Write out again only the lines that run from the start of the entries to the line containing "Object class to annotate: snowy peak", both included.
Top of Raw data
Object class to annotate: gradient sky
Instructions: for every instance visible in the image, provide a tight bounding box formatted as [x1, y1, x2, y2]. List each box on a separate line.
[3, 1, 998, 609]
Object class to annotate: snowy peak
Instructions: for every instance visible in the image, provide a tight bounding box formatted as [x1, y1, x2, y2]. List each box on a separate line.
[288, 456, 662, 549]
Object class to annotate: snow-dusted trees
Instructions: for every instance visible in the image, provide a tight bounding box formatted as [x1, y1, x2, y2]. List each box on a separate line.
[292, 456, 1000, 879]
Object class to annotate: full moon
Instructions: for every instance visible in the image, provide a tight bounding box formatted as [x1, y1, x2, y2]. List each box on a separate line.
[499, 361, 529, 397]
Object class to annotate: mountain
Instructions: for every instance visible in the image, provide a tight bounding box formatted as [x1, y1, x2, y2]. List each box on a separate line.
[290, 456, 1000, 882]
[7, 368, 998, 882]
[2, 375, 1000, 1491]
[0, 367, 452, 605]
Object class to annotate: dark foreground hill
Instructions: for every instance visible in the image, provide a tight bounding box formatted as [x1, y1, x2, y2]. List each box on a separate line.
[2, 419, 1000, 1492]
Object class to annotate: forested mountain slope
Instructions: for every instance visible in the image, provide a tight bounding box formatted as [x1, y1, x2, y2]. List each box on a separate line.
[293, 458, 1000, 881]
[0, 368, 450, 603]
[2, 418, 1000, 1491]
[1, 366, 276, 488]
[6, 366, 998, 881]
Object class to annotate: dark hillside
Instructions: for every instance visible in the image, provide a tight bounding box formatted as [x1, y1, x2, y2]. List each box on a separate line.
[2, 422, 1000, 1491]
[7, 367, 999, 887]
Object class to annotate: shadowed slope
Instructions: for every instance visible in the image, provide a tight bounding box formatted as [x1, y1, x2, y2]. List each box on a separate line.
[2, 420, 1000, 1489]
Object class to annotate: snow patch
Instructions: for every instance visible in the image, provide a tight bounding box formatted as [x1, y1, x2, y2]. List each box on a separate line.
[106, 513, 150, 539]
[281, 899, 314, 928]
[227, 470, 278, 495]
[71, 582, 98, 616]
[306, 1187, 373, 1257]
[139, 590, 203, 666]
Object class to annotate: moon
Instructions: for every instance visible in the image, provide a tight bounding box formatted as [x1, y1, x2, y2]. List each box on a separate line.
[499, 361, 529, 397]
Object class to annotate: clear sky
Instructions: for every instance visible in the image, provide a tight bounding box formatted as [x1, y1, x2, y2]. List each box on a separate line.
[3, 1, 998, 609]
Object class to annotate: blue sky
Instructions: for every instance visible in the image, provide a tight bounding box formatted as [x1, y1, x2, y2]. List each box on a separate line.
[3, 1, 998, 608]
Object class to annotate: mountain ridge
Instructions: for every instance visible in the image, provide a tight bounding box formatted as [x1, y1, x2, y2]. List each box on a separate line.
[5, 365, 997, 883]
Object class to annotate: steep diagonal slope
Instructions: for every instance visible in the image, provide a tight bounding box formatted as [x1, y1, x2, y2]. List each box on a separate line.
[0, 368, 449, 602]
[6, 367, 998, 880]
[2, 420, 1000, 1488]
Bottom of Raw data
Worked solution:
Object class to annotate: gradient sky
Instructions: for every instance visible in the image, provide a tight bounding box formatted as [x1, y1, x2, y2]. List each box on a separate line.
[3, 1, 998, 609]
Object class to annotate: snowy peak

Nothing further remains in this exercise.